PROBLEM DESCRIPTION.
Format the records below as a JSON list of strings with one string per line, skipping any blank lines.

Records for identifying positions
........
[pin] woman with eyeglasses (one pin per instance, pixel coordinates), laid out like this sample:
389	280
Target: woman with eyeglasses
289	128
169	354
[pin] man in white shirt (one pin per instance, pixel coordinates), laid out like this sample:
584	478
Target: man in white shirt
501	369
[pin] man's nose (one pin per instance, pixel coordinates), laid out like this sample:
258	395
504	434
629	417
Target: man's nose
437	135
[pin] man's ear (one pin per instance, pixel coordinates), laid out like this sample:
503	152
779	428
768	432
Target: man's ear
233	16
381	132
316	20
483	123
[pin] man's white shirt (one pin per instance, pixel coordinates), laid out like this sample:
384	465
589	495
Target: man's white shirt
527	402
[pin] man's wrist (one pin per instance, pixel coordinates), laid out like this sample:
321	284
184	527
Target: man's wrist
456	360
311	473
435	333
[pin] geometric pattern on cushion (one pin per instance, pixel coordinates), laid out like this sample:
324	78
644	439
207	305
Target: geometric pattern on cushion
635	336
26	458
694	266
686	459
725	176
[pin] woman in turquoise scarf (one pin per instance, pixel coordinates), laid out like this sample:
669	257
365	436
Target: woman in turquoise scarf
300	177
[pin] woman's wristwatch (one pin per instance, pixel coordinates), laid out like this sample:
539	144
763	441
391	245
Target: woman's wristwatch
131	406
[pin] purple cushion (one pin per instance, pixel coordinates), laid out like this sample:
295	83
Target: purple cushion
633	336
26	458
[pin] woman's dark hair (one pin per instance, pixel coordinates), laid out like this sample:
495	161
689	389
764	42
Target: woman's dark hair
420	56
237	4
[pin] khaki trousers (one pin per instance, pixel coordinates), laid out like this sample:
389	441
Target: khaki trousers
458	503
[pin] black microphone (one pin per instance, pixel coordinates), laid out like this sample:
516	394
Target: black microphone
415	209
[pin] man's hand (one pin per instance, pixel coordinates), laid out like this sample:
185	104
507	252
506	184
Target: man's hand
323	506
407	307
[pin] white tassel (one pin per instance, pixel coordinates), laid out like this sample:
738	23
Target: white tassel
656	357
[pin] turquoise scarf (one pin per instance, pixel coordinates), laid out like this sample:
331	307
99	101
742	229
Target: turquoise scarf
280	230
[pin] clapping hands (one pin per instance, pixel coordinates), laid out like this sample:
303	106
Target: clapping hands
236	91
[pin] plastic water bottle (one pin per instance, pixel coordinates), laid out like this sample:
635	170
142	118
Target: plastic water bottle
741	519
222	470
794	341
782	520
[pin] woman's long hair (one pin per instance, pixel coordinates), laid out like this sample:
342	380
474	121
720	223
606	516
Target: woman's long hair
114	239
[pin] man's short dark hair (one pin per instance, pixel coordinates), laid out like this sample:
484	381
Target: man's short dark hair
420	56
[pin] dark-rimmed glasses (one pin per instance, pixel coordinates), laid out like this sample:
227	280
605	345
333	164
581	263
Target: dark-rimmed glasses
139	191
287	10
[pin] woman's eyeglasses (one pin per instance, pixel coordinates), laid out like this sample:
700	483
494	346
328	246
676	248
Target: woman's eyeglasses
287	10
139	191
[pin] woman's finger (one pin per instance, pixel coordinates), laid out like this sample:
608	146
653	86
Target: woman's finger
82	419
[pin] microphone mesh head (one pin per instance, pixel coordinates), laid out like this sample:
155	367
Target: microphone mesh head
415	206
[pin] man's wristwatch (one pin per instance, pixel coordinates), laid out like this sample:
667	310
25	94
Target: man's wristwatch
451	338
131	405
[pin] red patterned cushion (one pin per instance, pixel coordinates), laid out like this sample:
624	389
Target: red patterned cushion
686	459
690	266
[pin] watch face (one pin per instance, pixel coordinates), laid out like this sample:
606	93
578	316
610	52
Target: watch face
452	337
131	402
........
SOLUTION FOR THIS PROBLEM.
[
  "[pin] woman with eyeglasses (one pin per instance, pixel coordinates), laid out like this sample:",
  "389\t280",
  "Target: woman with eyeglasses",
  "289\t128",
  "169\t354",
  "[pin] man in white shirt (one pin per instance, pixel coordinates), laid out like this sample:",
  "584\t478",
  "Target: man in white shirt",
  "501\t369",
  "[pin] man's nose (one pin per instance, pixel coordinates), laid out like this sample:",
  "258\t395",
  "504\t434",
  "629\t417",
  "Target: man's nose",
  "437\t135",
  "[pin] man's ear (one pin per instance, pixel coordinates), laid out like this sample:",
  "503\t152",
  "779\t428",
  "768\t432",
  "Target: man's ear",
  "233\t16",
  "381\t132",
  "316\t20",
  "483\t123",
  "[pin] man's white shirt (one pin per instance, pixel coordinates), laid out like this sample:",
  "384\t465",
  "589\t495",
  "Target: man's white shirt",
  "527\t402",
  "[pin] man's wrist (one pin per instance, pixel coordinates), laid out like this sample:",
  "321\t284",
  "184\t527",
  "Target: man's wrist",
  "456\t360",
  "311\t473",
  "435\t333",
  "[pin] geometric pattern on cushion (one pin per instance, pixel coordinates), laid out like this sample:",
  "324\t78",
  "644\t439",
  "207\t305",
  "Target: geometric pattern on cushion",
  "635\t336",
  "26\t458",
  "694\t266",
  "686\t459",
  "725\t176",
  "[pin] woman in turquoise scarf (one pin per instance, pixel coordinates), laid out like this sample:",
  "669\t257",
  "365\t436",
  "Target: woman in turquoise scarf",
  "300\t177",
  "[pin] woman's wristwatch (one pin per instance, pixel coordinates), laid out like this sample:",
  "539\t144",
  "763\t441",
  "391\t245",
  "Target: woman's wristwatch",
  "131\t406",
  "[pin] purple cushion (one pin per instance, pixel coordinates), laid out like this sample:",
  "295\t83",
  "Target: purple cushion",
  "633\t336",
  "26\t458",
  "[pin] woman's dark hair (one pin per instance, pixel coordinates), laid out like this sample:",
  "495\t161",
  "689\t389",
  "764\t42",
  "Target: woman's dark hair",
  "420\t56",
  "237\t4",
  "[pin] khaki trousers (one pin per instance, pixel coordinates), laid out like this sample:",
  "389\t441",
  "Target: khaki trousers",
  "458\t503",
  "[pin] black microphone (one pin per instance, pixel coordinates), laid out like this sample:",
  "516\t394",
  "Target: black microphone",
  "415\t209",
  "[pin] man's hand (one pin per instance, pixel coordinates), laid out like this sample:",
  "185\t104",
  "507\t252",
  "506\t184",
  "Target: man's hand",
  "323\t506",
  "407\t307",
  "[pin] white tassel (one pin per instance, pixel coordinates), laid out like this sample:",
  "738\t23",
  "Target: white tassel",
  "656\t357",
  "[pin] turquoise scarf (one pin per instance, pixel coordinates), laid out like this sample:",
  "331\t307",
  "99\t101",
  "742\t229",
  "Target: turquoise scarf",
  "280\t230",
  "[pin] clapping hands (one pin per instance, pixel coordinates), laid out like this sample:",
  "303\t106",
  "Target: clapping hands",
  "236\t91",
  "[pin] plastic water bottle (one pin per instance, pixel coordinates), laid out like this sample:",
  "635\t170",
  "142\t118",
  "Target: plastic water bottle",
  "741\t519",
  "222\t470",
  "794\t341",
  "782\t520",
  "[pin] woman's long hair (one pin per instance, pixel coordinates), laid out like this sample:",
  "342\t380",
  "474\t121",
  "720\t223",
  "606\t516",
  "Target: woman's long hair",
  "114\t239",
  "[pin] man's short dark hair (one pin per instance, pixel coordinates), laid out like this sample:",
  "484\t381",
  "Target: man's short dark hair",
  "420\t56",
  "[pin] dark-rimmed glasses (one pin per instance, pixel coordinates), laid out like this sample:",
  "227\t280",
  "605\t345",
  "333\t164",
  "581\t263",
  "Target: dark-rimmed glasses",
  "139\t191",
  "287\t10",
  "[pin] woman's eyeglasses (one pin per instance, pixel coordinates), laid out like this sample:",
  "700\t483",
  "494\t346",
  "328\t246",
  "676\t248",
  "Target: woman's eyeglasses",
  "287\t10",
  "139\t191",
  "[pin] woman's finger (one pin per instance, pixel coordinates), laid out like this sample:",
  "608\t146",
  "653\t86",
  "Target: woman's finger",
  "82\t419",
  "[pin] microphone mesh head (one pin per instance, pixel coordinates), laid out like this sample:",
  "155\t367",
  "Target: microphone mesh head",
  "415\t206",
  "[pin] man's wristwatch (one pin per instance, pixel coordinates), laid out like this sample:",
  "667\t310",
  "25\t94",
  "Target: man's wristwatch",
  "451\t338",
  "131\t405",
  "[pin] red patterned cushion (one pin per instance, pixel coordinates), laid out like this sample:",
  "624\t389",
  "Target: red patterned cushion",
  "686\t459",
  "690\t266",
  "[pin] watch face (one pin per instance, pixel coordinates), laid out like this sample:",
  "606\t93",
  "578\t316",
  "610\t52",
  "Target: watch face",
  "452\t337",
  "131\t402"
]